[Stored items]
##########

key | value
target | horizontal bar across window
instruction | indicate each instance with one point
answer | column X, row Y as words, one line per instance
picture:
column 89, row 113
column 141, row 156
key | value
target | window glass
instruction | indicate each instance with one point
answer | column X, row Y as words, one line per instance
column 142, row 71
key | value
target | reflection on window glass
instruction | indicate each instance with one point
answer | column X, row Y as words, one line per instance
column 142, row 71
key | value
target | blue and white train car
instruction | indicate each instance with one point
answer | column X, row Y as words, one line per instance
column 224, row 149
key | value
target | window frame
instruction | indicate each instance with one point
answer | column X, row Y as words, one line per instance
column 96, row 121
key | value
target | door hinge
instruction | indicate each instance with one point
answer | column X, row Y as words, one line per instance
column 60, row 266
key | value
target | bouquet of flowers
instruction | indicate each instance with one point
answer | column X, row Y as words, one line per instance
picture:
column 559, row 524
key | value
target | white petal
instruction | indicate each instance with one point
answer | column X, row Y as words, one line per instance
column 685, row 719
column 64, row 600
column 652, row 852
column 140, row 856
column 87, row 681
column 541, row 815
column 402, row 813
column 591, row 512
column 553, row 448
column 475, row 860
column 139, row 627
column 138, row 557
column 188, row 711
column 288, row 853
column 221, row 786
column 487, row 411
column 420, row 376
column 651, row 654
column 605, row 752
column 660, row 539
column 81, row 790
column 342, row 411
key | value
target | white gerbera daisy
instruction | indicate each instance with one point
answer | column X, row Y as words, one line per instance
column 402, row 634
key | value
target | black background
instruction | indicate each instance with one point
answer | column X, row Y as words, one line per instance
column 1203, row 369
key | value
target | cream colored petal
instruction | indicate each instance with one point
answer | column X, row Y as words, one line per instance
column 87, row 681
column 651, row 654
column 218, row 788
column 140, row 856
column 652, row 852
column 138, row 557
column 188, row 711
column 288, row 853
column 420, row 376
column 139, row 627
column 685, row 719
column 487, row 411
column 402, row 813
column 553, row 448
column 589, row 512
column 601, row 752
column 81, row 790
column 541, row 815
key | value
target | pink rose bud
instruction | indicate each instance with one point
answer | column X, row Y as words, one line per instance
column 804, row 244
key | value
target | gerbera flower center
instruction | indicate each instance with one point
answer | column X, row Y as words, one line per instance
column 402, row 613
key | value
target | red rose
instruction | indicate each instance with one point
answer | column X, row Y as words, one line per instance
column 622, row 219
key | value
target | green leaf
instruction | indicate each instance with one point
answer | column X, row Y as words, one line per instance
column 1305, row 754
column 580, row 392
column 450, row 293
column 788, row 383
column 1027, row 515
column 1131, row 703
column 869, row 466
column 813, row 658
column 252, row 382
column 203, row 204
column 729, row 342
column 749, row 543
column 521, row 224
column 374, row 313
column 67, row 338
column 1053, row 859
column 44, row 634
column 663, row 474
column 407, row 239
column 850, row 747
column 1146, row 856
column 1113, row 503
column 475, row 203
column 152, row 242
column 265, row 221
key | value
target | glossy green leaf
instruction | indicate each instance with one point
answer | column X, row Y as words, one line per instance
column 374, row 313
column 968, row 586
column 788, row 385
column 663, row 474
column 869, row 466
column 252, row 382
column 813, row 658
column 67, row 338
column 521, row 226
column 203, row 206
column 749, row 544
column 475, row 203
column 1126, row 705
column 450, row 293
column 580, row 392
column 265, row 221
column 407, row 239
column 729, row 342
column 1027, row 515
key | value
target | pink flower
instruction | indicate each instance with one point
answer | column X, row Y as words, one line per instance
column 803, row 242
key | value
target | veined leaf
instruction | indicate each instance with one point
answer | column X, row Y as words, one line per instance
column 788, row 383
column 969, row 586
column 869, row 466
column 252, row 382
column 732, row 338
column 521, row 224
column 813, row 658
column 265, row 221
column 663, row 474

##########

PROBLEM -> From the entries above, list each line with "white" in it.

WRITTEN ANSWER ->
target | blue and white train car
target | white petal
target | white gerbera daisy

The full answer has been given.